- Directed by: Dorai–Bhagavan
- Written by: T. R. Subba Rao
- Produced by: Ramesh Richy Venkatesh Babu
- Starring: Anant Nag Lakshmi K. S. Ashwath
- Cinematography: R. Chittibabu C. Mahendra
- Edited by: P. Bhaktavatsala
- Music by: Rajan–Nagendra
- Production company: Sri Mantralaya Enterprises
- Release date: 1985;
- Running time: 143 minutes
- Country: India
- Language: Kannada

= Bidugadeya Bedi =

1985 film

Bidugadeya Bedi is a 1985 Indian Kannada-language film, directed by Dorai–Bhagavan, based on the novel of the same name by T. R. Subba Rao. The film stars Anant Nag and Lakshmi.
____________________
→ What to do
[1] According to the article on the film Bidugadeya Bedi, whose novel is the film based on?
[2] Carry on the article about the film Bidugadeya Bedi from its last sentence.
None of the records are needed here.

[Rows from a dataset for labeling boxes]
____________________
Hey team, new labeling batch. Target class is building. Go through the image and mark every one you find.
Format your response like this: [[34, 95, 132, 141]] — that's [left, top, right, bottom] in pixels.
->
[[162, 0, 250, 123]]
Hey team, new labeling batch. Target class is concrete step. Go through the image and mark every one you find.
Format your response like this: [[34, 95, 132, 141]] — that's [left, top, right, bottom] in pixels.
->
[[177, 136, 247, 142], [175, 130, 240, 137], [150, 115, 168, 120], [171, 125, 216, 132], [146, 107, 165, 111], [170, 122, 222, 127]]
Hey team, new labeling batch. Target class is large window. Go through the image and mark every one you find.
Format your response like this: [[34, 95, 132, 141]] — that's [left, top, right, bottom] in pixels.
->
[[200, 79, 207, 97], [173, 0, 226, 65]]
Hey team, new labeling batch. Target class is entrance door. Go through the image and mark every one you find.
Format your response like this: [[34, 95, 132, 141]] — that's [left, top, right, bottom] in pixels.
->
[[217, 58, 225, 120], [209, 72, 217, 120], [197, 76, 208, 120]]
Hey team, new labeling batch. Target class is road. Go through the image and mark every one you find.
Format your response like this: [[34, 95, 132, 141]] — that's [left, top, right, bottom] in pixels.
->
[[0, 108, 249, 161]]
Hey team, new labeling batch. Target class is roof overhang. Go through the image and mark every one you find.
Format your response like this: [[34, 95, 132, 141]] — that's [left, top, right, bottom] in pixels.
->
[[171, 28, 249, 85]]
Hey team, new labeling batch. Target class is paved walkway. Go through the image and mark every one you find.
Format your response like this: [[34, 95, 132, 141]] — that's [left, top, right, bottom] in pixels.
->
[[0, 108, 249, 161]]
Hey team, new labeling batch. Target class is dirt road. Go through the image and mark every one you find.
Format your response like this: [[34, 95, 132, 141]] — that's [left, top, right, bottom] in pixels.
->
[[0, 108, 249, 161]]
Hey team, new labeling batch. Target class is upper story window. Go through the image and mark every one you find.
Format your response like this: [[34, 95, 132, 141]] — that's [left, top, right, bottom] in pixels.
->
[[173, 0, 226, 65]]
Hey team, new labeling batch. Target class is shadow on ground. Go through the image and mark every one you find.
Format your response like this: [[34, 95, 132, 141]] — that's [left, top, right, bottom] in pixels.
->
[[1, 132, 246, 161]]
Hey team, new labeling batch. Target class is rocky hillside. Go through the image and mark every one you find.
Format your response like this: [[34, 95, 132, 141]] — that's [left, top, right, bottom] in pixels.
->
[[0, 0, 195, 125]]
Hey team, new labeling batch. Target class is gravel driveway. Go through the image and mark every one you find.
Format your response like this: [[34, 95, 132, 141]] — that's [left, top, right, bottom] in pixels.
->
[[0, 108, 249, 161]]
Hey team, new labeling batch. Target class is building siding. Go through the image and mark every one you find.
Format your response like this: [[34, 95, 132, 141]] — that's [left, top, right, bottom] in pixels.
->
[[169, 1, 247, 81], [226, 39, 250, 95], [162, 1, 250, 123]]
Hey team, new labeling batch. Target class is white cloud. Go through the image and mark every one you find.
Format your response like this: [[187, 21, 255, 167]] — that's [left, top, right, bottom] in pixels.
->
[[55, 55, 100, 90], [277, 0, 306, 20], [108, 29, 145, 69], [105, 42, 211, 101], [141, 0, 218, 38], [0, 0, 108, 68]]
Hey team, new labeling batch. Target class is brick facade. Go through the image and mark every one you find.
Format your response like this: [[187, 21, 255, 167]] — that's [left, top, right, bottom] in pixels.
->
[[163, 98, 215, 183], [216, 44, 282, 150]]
____________________
→ The answers
[1] It is based on the novel of the same name by T. R. Subba Rao.

[2]
The film's score and songs were composed by Rajan–Nagendra.

== Plot ==
Despite her father's objection, a young and beautiful daughter of a millionaire elopes with a poor man and faces lots of hardship. The story revolves around how her destiny takes its course.

== Cast ==
- Anant Nag as Shantaram
- Lakshmi as Gowri
- K. S. Ashwath as Sanjeeva Rao
- Dinesh
- Thimmayya
- Bharath Kumar
- Master Sanjay as Chandru
- Umashri as Flora
- Kanchana as Ratna
- Vijaya Ranjini
- Mandeep Roy
- Dingri Nagaraj as Ranganna

== Soundtrack ==
The music was composed by the Rajan–Nagendra duo, with lyrics by R. N. Jayagopal.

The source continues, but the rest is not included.